### CONSEGNA
Riproduci fedelmente il passo dell'articolo che comincia con le parole "La violentissima narrazione" e termina dopo "vestire il racconto.".

### ARTICOLO
↓

La storia è una moderna rivisitazione pulp della favola
di Cenerentola, dove una ragazzina è succube di un
padre e fratello che vogliono farla prostituire con un killer
che è al contempo anche un rappresentante della legge.
L'unica via di fuga ad un destino già scritto sarà
quello di innamorarsi del suo principe, il killer/poliziotto
ingaggiato per ucciderne la madre e riscuotere l'assicurazione.
Ovviamente le cose non andranno lisce come nei programmi dei
protagonisti; tutt'altro...
La violentissima narrazione di Friedkin parte a singhiozzo;
si fa fatica ad entrare in empatia con i protagonisti e le
loro vicende (ma ci si riuscirà con il proseguo?) che
appaiono alquanto meccaniche e forzate. I personaggi sono
presentati senza preamboli al loro peggio, nudi di fronte
alla cinepresa e non sempre e solo in senso figurato, mentre
la storia in bilico tra nero a tinte fosche e tocchi di umorismo
da commedia non troppo sofisticata, cozzano continuamente
l'una contro l'altro, come se il regista fosse incapace di
gestirle entrambe o sceglierne una che vada a vestire il racconto.
Un senso di vertiginosa incompiutezza che non si dipana lungo
il corso degli eventi; più le vicende si fanno più
fosche e violente, più il regista spinge sul pedale
dell'umorismo sarcastico e cattivo, con personaggi perennemente
fuori le righe che Friedkin dimostra di saper padroneggiare
poco.
Una tale materia in mano a registi come i fratelli Coen avrebbe
generato un film capolavoro, in quelle di un grande regista
forse non più troppo interessato alla materia filmica,
viene fuori un pasticciaccio brutto, irritante, noiosetto.

↑

### ESTRATTI DEL DATASET
↓

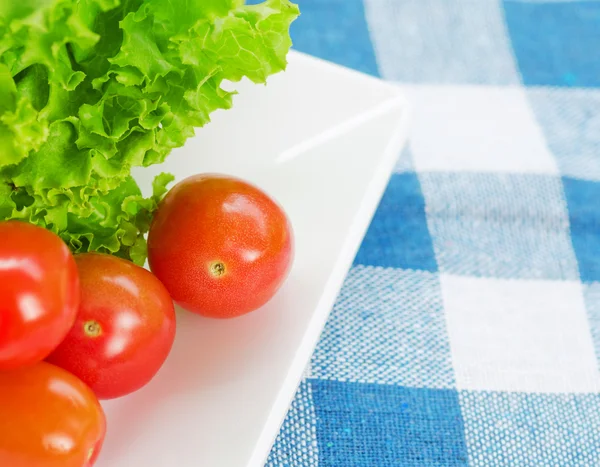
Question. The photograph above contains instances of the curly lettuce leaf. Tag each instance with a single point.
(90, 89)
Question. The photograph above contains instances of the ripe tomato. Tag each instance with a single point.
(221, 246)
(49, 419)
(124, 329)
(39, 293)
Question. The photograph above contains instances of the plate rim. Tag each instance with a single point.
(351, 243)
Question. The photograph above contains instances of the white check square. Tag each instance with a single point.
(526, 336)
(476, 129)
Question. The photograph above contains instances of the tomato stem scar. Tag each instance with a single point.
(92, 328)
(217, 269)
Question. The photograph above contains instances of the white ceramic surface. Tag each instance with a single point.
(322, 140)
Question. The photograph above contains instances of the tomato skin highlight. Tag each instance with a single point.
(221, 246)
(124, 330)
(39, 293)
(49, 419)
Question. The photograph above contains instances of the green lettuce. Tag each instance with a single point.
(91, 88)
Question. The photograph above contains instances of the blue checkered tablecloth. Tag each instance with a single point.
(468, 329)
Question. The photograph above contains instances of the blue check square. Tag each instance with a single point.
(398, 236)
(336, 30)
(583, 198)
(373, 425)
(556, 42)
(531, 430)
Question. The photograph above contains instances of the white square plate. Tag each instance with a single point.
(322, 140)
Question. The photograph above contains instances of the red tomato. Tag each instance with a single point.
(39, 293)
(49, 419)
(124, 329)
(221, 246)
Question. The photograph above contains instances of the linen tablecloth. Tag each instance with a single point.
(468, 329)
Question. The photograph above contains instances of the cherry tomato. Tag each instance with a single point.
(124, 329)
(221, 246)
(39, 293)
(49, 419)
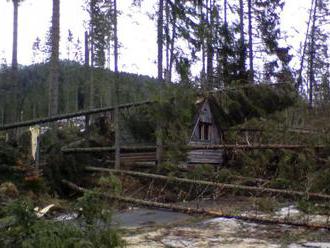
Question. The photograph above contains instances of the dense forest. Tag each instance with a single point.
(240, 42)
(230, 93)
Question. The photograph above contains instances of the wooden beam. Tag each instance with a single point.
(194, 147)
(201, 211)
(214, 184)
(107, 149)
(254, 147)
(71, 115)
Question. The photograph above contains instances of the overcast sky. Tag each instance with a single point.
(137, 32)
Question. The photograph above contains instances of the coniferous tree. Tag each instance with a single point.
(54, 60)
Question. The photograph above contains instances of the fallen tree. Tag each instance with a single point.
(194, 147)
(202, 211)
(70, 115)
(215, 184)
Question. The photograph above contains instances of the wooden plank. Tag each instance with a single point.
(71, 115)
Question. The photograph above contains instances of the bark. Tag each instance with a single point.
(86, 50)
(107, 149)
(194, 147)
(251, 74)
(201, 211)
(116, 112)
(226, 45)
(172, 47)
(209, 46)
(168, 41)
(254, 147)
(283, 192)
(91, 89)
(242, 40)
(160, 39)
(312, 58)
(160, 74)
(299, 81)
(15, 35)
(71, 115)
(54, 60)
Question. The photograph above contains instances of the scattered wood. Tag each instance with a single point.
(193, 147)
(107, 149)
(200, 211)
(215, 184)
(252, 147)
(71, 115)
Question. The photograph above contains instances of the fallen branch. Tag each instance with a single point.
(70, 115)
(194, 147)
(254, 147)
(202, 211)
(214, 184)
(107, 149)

↑
↓

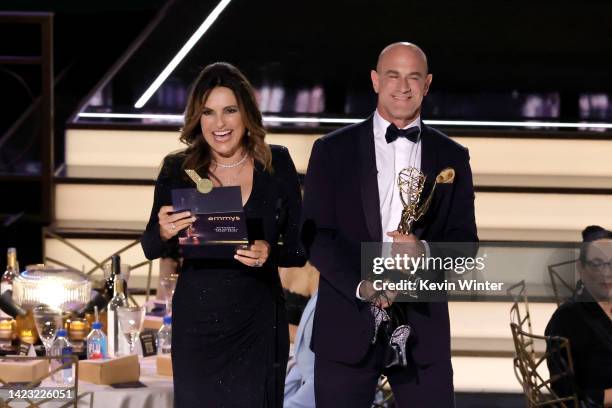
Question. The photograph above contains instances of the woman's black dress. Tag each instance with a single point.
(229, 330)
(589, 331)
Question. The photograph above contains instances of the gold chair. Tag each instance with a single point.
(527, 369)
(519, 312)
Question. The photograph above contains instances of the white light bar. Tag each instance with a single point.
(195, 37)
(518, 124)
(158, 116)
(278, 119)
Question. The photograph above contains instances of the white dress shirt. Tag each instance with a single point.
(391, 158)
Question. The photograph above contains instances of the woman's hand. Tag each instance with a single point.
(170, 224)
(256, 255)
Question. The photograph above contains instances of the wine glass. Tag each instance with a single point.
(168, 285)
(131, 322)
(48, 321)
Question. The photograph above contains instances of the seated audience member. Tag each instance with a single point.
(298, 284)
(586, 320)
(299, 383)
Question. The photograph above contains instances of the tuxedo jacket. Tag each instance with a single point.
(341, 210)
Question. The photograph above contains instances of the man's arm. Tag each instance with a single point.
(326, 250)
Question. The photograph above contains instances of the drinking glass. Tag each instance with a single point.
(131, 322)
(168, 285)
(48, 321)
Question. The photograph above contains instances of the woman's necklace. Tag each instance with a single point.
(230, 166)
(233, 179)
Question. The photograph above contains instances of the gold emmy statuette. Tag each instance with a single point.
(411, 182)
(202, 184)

↑

### ESERCIZIO SVOLTO
La violentissima narrazione di Friedkin parte a singhiozzo;
si fa fatica ad entrare in empatia con i protagonisti e le
loro vicende (ma ci si riuscirà con il proseguo?) che
appaiono alquanto meccaniche e forzate. I personaggi sono
presentati senza preamboli al loro peggio, nudi di fronte
alla cinepresa e non sempre e solo in senso figurato, mentre
la storia in bilico tra nero a tinte fosche e tocchi di umorismo
da commedia non troppo sofisticata, cozzano continuamente
l'una contro l'altro, come se il regista fosse incapace di
gestirle entrambe o sceglierne una che vada a vestire il racconto.